[STUDY TEXT]

Health

Women in failed fertility therapy possibly at higher risk of heart issues years later

Canadian doctors say a new study linking inability to conceive through fertility treatments with possible heart issues later in life shouldn't "alarm women who undergo fertility therapy."

Toronto researchers' findings shouldn't stop prospective parents from trying fertility therapy, doctors say

Of the more than 28,000 Ontario women who received fertility treatment in the study in the Canadian Medical Association Journal, two-thirds never became pregnant, a result also associated with a 19 per cent relative increased risk of adverse cardiovascular events. (Sang Tan/Associated Press)

A Toronto research team has found a link between women who undergo fertility treatments that never resulted in pregnancy and heart problems later in life. 

Dr. Jacob Udell has seen cases of women who have taken fertility drugs and then developed complications such as high blood pressure and diabetes in pregnancy.

[/STUDY TEXT]
[EXTRACTED MATERIAL]

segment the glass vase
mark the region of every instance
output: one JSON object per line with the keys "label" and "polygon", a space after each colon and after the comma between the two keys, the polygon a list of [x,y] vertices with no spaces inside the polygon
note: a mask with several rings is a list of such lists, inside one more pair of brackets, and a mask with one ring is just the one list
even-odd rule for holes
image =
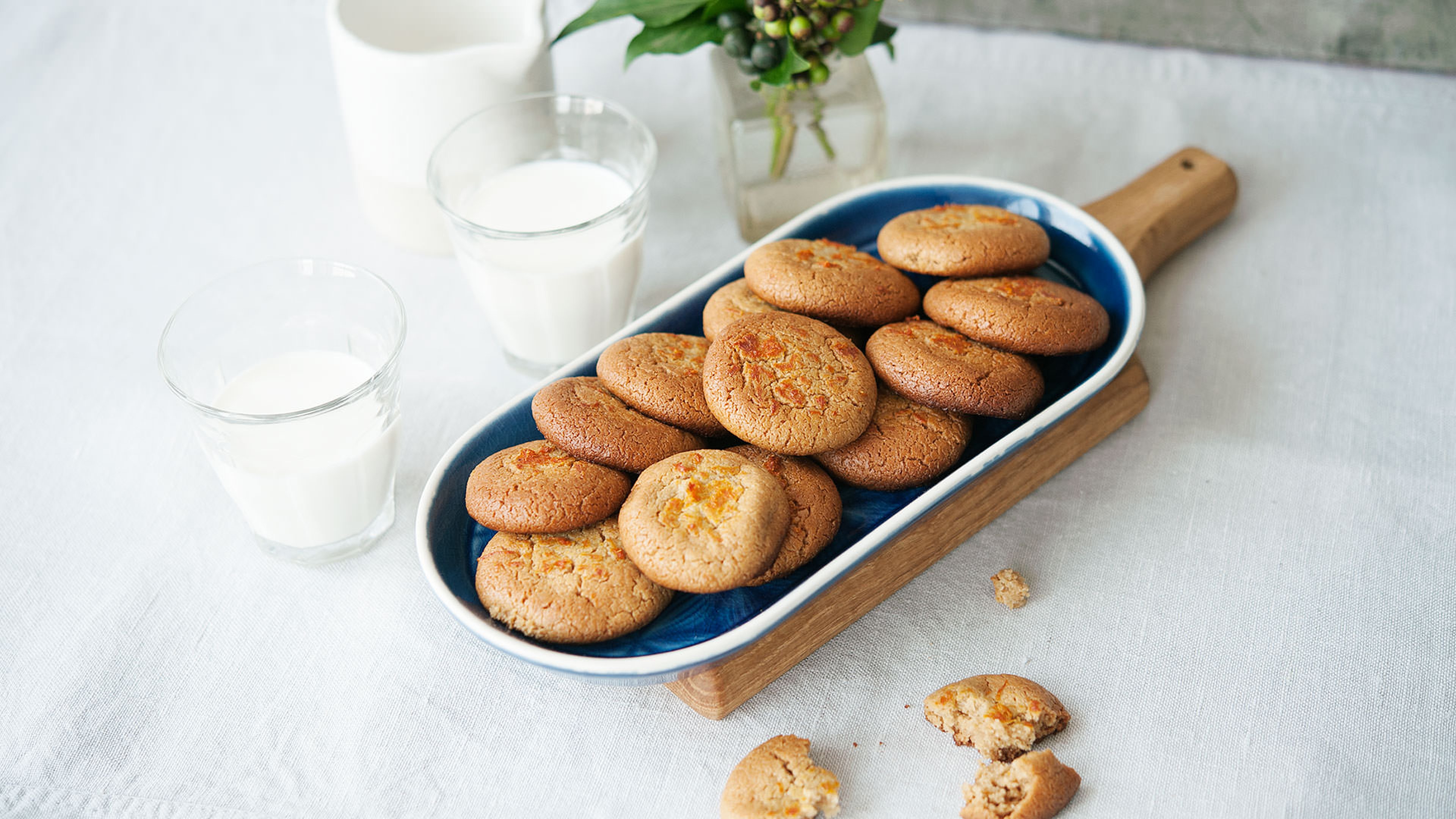
{"label": "glass vase", "polygon": [[884,178],[885,102],[863,55],[830,61],[821,86],[760,90],[722,48],[711,60],[718,162],[745,240]]}

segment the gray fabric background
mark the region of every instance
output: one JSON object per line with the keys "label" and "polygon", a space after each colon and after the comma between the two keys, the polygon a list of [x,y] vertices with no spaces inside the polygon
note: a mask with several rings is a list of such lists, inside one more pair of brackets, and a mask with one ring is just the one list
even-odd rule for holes
{"label": "gray fabric background", "polygon": [[[703,55],[623,74],[629,35],[558,67],[660,140],[645,307],[741,243]],[[874,60],[893,173],[1089,201],[1197,143],[1242,200],[1149,289],[1142,417],[711,723],[421,579],[425,477],[526,380],[451,261],[364,224],[320,4],[0,6],[0,816],[712,816],[792,732],[846,818],[949,818],[977,755],[919,702],[978,672],[1072,710],[1067,819],[1456,812],[1456,79],[965,28]],[[411,321],[399,523],[323,568],[253,548],[154,364],[188,293],[293,255]]]}
{"label": "gray fabric background", "polygon": [[890,0],[887,17],[1456,71],[1452,0]]}

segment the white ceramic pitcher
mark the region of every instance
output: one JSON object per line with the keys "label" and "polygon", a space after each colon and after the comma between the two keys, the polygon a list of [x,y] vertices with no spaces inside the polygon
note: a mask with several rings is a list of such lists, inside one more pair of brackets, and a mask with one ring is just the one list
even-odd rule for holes
{"label": "white ceramic pitcher", "polygon": [[552,90],[543,0],[329,0],[328,19],[364,216],[399,245],[448,254],[430,152],[470,114]]}

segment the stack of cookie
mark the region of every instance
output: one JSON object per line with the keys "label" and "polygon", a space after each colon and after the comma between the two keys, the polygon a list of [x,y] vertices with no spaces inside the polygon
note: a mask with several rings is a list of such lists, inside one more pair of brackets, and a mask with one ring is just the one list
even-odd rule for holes
{"label": "stack of cookie", "polygon": [[1037,405],[1026,354],[1102,344],[1095,300],[1002,275],[1040,265],[1048,246],[1000,208],[895,217],[879,233],[885,259],[954,277],[925,296],[933,322],[916,318],[916,284],[869,254],[827,239],[760,246],[745,278],[708,300],[705,335],[617,341],[596,377],[536,393],[545,440],[475,469],[466,506],[498,532],[476,570],[482,603],[539,640],[587,643],[641,628],[673,590],[799,568],[839,530],[830,475],[882,491],[932,481],[964,453],[967,415]]}

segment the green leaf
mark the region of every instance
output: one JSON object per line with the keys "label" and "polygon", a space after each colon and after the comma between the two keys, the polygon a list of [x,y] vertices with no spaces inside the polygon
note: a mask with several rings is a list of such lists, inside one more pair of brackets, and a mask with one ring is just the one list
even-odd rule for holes
{"label": "green leaf", "polygon": [[642,26],[628,44],[628,61],[644,54],[687,54],[705,42],[722,42],[724,31],[715,23],[687,17],[668,26]]}
{"label": "green leaf", "polygon": [[[849,29],[849,34],[839,39],[839,52],[844,57],[853,57],[869,48],[869,44],[875,38],[875,31],[879,25],[879,7],[884,6],[882,0],[875,0],[850,12],[855,15],[855,28]],[[894,34],[891,31],[891,34]]]}
{"label": "green leaf", "polygon": [[759,79],[766,85],[786,86],[794,82],[794,74],[810,70],[810,61],[799,57],[798,50],[794,48],[794,41],[785,38],[783,42],[788,45],[788,48],[783,50],[783,60],[779,60],[778,66],[759,76]]}
{"label": "green leaf", "polygon": [[594,26],[603,20],[610,20],[623,15],[633,15],[642,20],[651,17],[667,19],[671,22],[692,15],[693,10],[702,4],[703,0],[597,0],[579,17],[566,23],[566,28],[561,29],[561,34],[556,35],[552,45],[559,42],[561,38],[575,34],[587,26]]}
{"label": "green leaf", "polygon": [[718,15],[724,12],[743,12],[748,13],[748,4],[744,0],[708,0],[703,6],[703,22],[711,23],[718,20]]}
{"label": "green leaf", "polygon": [[895,58],[895,44],[890,42],[890,38],[895,35],[895,26],[884,22],[875,20],[875,36],[869,38],[869,45],[885,44],[885,51],[890,52],[890,58]]}

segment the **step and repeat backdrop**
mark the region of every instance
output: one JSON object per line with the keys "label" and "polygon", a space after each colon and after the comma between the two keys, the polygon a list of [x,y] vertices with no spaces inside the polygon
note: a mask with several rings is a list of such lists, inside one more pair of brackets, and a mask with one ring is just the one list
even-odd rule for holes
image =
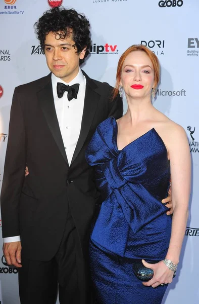
{"label": "step and repeat backdrop", "polygon": [[[114,86],[119,58],[133,44],[147,46],[158,57],[161,80],[154,105],[186,130],[193,165],[180,262],[163,303],[198,304],[198,0],[0,0],[0,189],[14,88],[49,72],[33,24],[45,11],[59,5],[75,9],[90,22],[92,45],[82,67],[90,77]],[[124,103],[126,111],[125,98]],[[19,304],[17,273],[17,269],[8,267],[1,249],[0,304]]]}

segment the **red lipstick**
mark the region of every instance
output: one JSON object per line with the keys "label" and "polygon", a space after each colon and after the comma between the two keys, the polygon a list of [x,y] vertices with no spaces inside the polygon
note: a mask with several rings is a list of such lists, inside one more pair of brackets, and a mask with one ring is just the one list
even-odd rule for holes
{"label": "red lipstick", "polygon": [[143,86],[141,85],[133,85],[131,86],[131,87],[133,89],[135,89],[135,90],[140,90],[140,89],[143,89]]}

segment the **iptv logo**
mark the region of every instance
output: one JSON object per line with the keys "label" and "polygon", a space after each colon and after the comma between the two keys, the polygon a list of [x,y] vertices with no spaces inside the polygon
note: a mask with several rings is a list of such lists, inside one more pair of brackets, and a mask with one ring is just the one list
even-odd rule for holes
{"label": "iptv logo", "polygon": [[188,48],[199,48],[199,41],[197,38],[188,39]]}
{"label": "iptv logo", "polygon": [[98,46],[94,43],[90,47],[90,52],[91,54],[118,54],[117,49],[117,45],[111,45],[106,43],[104,46]]}

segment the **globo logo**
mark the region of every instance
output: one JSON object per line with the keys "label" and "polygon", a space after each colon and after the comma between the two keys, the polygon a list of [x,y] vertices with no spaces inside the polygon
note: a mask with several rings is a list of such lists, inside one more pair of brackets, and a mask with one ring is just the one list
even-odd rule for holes
{"label": "globo logo", "polygon": [[159,1],[158,5],[160,8],[170,8],[171,7],[181,7],[183,5],[182,0],[165,0],[165,1]]}
{"label": "globo logo", "polygon": [[48,2],[50,7],[56,8],[62,5],[63,0],[48,0]]}

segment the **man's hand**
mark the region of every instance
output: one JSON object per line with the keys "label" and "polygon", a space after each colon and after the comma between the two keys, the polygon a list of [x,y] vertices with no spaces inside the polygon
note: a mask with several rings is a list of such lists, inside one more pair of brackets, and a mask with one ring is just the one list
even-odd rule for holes
{"label": "man's hand", "polygon": [[162,203],[166,206],[169,208],[170,210],[167,211],[167,215],[170,215],[173,213],[173,210],[172,208],[172,196],[171,196],[171,186],[169,188],[169,190],[168,192],[168,196],[162,201]]}
{"label": "man's hand", "polygon": [[22,267],[21,242],[4,243],[3,250],[8,265],[14,265],[15,267]]}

[/EXTRACTED MATERIAL]

#### THINGS TO DO:
1: Translate this sentence from the fertility treatment article into Spanish: "A Toronto research team has found a link between women who undergo fertility treatments that never resulted in pregnancy and heart problems later in life."
2: Update the fertility treatment article between "Women in failed" and "later in life.", inclusive, giving that part again with "Toronto" changed to "Ottawa".

#### ANSWERS FOR EACH ITEM:
1: Un equipo de investigación de Toronto ha encontrado un vínculo entre las mujeres que se someten a tratamientos de fertilidad que nunca dieron lugar a un embarazo y problemas cardíacos más adelante en la vida.

2:
Women in failed fertility therapy possibly at higher risk of heart issues years later

Canadian doctors say a new study linking inability to conceive through fertility treatments with possible heart issues later in life shouldn't "alarm women who undergo fertility therapy."

Ottawa researchers' findings shouldn't stop prospective parents from trying fertility therapy, doctors say

Of the more than 28,000 Ontario women who received fertility treatment in the study in the Canadian Medical Association Journal, two-thirds never became pregnant, a result also associated with a 19 per cent relative increased risk of adverse cardiovascular events. (Sang Tan/Associated Press)

A Ottawa research team has found a link between women who undergo fertility treatments that never resulted in pregnancy and heart problems later in life.